Aim of the task
Reproduce the forum thread below word for word, starting at "I don't see" and continuing up to and including "and someone pushing.".

Document text
John Morris, president of the Institute for Creation Research in San Diego, an organization that promotes creationism, said the museum will affirm the doubts many people have about science, namely the notion that man evolved from lower forms of life.
"Americans just aren't gullible enough to believe that they came from a fish," he said.
This American is gullible enough! :)woot
ed316
08-01-2006, 11:47 AM
...........Allrighty then!
DeadMeatXM2
08-01-2006, 12:18 PM
Its rather sad really... Oh well............
micronazi
08-01-2006, 12:37 PM
Wow...
I don't see how someone can reall believe that we just popped out of nowhere. I also cannot see how someone can believe that we evolved into the extremely complex, autonomous organisms we are, just to eat, sh!t, sleep and die. That's just my thought on it.
I just don't see a valid argument on either side. Creationist/ID people are just dreaming sh!t up and going with it. And you have your hardcore scientist/atheists stickingtheir fingers in their going, "We can't hear you! We have no point and we die!"
Sometimes it's better to not even touch the subject the a ten foot pole, and someone pushing.
Regards,
Micronazi
Pook2
08-01-2006, 12:39 PM
I don't bother arguing with people over religion.
ed316
08-01-2006, 12:40 PM
I don't care what people believe. Just don't try to impose your view on me cause I don't impose mine on you.
I don't care what people believe. Just don't try to impose your view on me cause I don't impose mine on you.
I'm nominating you for president of the world.
:)
Redguy
08-01-2006, 01:14 PM
Just don't try to impose your view on me
Arn't you imposing a view there? that views shouldn't be imposed?
panzerjager
08-01-2006, 01:16 PM
There was a thread here awhile back saying how crazy Scientology is because they believe in Xenu. I thought to myself, how is Xenu any more crazy then believing in a supreme being, envisioned by some folks living in a cave, floating above the Earth?

Given entries

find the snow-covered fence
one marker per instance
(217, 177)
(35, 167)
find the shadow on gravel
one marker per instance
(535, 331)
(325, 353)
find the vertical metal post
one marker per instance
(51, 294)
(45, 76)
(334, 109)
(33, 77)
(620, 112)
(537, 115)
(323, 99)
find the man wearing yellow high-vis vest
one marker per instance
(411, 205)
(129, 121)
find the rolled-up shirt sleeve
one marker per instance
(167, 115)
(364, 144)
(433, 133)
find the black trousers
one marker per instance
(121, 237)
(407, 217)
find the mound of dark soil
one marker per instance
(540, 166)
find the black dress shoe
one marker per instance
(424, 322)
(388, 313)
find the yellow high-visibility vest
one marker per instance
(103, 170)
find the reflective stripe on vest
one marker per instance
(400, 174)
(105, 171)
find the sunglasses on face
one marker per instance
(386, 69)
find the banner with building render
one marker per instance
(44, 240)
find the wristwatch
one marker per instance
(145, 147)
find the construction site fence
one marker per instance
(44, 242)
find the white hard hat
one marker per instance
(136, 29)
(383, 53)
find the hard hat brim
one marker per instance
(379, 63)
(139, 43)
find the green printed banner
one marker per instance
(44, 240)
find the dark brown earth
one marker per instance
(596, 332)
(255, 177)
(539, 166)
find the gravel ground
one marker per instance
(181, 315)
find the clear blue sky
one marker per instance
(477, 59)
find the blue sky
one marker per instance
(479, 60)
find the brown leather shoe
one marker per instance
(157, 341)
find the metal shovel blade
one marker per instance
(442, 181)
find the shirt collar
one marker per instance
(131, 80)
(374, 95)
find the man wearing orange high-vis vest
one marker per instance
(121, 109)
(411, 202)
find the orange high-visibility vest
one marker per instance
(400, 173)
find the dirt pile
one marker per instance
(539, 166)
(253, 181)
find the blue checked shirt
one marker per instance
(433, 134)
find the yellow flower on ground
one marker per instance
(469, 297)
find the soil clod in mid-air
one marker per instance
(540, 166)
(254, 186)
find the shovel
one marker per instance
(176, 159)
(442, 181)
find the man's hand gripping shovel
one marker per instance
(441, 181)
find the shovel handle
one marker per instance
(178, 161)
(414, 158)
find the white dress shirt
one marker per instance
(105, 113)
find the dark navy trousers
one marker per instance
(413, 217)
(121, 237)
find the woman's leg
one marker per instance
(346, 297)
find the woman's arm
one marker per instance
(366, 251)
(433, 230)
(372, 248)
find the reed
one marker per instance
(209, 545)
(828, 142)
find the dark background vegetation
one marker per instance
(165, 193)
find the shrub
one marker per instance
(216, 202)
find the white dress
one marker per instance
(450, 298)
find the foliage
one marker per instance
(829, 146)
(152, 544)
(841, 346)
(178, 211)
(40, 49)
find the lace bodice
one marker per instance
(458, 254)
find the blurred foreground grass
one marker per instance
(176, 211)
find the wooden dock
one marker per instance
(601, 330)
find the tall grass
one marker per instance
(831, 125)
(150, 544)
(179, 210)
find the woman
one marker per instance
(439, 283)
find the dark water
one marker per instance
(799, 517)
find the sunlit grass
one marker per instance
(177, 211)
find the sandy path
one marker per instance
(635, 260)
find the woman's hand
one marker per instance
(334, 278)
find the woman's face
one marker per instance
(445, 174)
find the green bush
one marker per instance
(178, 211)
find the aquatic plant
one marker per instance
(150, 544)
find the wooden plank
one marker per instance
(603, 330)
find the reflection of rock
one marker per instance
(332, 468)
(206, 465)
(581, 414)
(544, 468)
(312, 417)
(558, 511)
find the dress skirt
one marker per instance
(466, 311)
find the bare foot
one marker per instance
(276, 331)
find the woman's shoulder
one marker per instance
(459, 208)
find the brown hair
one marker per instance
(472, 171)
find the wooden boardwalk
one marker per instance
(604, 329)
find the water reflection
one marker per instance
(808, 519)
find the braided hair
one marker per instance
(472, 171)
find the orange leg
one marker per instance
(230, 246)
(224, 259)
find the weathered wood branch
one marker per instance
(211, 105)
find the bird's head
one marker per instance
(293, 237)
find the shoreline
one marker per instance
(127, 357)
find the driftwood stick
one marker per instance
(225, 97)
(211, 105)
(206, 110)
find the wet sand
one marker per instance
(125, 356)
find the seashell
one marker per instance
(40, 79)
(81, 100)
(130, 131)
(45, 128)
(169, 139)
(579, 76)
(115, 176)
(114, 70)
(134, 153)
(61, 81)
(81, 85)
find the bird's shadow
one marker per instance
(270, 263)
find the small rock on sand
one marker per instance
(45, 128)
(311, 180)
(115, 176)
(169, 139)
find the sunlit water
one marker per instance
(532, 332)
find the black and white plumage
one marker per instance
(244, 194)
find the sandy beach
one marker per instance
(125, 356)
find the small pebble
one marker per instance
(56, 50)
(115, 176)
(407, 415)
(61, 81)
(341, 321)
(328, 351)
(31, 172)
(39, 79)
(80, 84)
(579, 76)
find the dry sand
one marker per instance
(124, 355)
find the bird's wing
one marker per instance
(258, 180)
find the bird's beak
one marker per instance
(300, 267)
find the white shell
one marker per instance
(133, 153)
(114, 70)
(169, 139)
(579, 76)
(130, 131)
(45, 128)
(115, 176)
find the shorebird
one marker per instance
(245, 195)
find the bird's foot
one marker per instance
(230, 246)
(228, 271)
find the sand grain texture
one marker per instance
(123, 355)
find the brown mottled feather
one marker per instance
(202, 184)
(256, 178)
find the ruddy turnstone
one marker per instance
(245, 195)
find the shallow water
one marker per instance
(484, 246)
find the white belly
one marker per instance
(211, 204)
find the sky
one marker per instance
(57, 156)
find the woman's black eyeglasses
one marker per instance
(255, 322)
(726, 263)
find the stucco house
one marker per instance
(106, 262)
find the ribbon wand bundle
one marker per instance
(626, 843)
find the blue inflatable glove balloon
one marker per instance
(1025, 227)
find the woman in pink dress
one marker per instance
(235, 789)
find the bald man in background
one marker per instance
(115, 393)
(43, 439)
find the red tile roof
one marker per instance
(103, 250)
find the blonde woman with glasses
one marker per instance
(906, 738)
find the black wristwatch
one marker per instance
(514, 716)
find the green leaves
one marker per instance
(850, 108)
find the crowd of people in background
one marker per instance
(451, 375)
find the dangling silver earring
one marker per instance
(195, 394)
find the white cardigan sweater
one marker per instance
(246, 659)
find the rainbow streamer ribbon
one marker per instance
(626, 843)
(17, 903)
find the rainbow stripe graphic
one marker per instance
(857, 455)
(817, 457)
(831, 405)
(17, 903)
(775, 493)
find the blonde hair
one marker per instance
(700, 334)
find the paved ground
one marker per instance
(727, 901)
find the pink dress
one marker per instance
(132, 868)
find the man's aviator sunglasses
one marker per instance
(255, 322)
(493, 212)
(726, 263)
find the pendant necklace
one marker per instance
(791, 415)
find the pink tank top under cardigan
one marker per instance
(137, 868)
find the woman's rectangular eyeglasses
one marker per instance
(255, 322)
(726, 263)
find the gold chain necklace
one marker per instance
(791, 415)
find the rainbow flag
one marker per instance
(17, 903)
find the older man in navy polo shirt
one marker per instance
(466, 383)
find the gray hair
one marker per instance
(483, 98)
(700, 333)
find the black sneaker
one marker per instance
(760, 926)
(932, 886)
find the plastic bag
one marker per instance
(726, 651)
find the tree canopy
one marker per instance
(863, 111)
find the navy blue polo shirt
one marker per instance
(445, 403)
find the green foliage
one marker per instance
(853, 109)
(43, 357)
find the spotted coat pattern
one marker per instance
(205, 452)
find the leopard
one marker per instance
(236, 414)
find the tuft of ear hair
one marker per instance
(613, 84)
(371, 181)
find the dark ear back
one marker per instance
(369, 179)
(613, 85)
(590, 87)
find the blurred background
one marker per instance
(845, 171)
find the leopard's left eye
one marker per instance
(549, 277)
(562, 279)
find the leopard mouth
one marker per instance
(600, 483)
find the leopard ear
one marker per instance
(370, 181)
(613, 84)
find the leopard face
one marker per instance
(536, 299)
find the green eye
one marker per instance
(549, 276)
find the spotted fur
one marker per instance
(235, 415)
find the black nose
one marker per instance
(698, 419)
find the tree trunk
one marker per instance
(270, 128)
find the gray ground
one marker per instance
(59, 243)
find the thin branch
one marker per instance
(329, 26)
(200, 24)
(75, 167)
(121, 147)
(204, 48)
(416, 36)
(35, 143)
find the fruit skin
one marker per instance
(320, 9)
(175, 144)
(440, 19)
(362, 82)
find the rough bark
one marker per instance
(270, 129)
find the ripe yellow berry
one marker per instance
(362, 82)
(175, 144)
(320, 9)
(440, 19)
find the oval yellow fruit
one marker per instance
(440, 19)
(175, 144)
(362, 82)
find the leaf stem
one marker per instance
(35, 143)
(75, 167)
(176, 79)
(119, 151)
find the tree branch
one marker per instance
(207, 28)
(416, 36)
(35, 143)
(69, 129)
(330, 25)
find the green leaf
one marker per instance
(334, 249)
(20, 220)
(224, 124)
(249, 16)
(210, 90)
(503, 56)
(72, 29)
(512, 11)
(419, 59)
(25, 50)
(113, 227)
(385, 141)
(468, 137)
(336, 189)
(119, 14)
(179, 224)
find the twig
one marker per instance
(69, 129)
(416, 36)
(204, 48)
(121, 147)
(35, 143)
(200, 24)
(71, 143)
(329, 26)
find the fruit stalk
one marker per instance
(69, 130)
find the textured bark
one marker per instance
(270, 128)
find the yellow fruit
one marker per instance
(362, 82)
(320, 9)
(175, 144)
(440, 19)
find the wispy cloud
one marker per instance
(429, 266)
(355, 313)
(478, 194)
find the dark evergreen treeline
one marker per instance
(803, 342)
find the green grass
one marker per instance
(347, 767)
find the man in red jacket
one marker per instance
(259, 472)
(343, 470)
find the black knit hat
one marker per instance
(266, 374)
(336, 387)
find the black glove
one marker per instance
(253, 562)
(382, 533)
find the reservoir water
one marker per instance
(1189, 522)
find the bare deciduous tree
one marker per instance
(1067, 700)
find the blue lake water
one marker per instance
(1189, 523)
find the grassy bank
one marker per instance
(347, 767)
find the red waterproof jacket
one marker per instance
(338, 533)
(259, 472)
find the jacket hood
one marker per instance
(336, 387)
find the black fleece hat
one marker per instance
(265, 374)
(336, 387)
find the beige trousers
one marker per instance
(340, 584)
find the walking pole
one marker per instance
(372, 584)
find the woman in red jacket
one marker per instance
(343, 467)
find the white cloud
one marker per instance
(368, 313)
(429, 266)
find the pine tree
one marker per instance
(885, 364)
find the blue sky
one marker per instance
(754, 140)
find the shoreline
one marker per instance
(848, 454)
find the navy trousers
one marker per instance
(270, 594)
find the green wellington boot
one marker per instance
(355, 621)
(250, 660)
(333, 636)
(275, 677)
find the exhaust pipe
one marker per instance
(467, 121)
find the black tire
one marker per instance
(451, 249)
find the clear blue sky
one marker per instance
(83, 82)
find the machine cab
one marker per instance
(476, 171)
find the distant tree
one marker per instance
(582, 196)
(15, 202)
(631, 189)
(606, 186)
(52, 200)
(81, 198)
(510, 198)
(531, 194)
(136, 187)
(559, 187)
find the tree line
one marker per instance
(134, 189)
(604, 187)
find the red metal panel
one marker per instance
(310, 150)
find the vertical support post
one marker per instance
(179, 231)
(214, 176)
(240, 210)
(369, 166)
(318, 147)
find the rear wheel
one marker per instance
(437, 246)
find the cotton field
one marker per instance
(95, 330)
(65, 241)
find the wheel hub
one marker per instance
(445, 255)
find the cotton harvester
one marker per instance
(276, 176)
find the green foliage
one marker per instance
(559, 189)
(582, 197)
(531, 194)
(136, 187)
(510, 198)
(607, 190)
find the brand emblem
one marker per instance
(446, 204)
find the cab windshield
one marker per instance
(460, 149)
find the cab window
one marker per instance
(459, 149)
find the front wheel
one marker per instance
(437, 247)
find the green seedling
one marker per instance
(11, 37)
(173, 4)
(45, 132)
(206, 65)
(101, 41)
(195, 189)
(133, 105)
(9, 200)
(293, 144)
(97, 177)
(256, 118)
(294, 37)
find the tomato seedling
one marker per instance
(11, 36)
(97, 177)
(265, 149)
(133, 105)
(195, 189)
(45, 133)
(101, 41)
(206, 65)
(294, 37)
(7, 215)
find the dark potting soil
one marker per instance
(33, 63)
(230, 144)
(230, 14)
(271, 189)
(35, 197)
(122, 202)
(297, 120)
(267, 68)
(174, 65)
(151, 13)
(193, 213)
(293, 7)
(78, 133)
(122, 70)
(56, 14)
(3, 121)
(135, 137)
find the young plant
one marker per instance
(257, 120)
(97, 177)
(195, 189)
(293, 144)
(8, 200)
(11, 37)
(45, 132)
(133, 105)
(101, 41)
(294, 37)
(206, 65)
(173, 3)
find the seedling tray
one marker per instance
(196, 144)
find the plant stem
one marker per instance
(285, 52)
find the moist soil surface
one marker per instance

Response to this exercise
I don't see how someone can reall believe that we just popped out of nowhere. I also cannot see how someone can believe that we evolved into the extremely complex, autonomous organisms we are, just to eat, sh!t, sleep and die. That's just my thought on it.
I just don't see a valid argument on either side. Creationist/ID people are just dreaming sh!t up and going with it. And you have your hardcore scientist/atheists stickingtheir fingers in their going, "We can't hear you! We have no point and we die!"
Sometimes it's better to not even touch the subject the a ten foot pole, and someone pushing.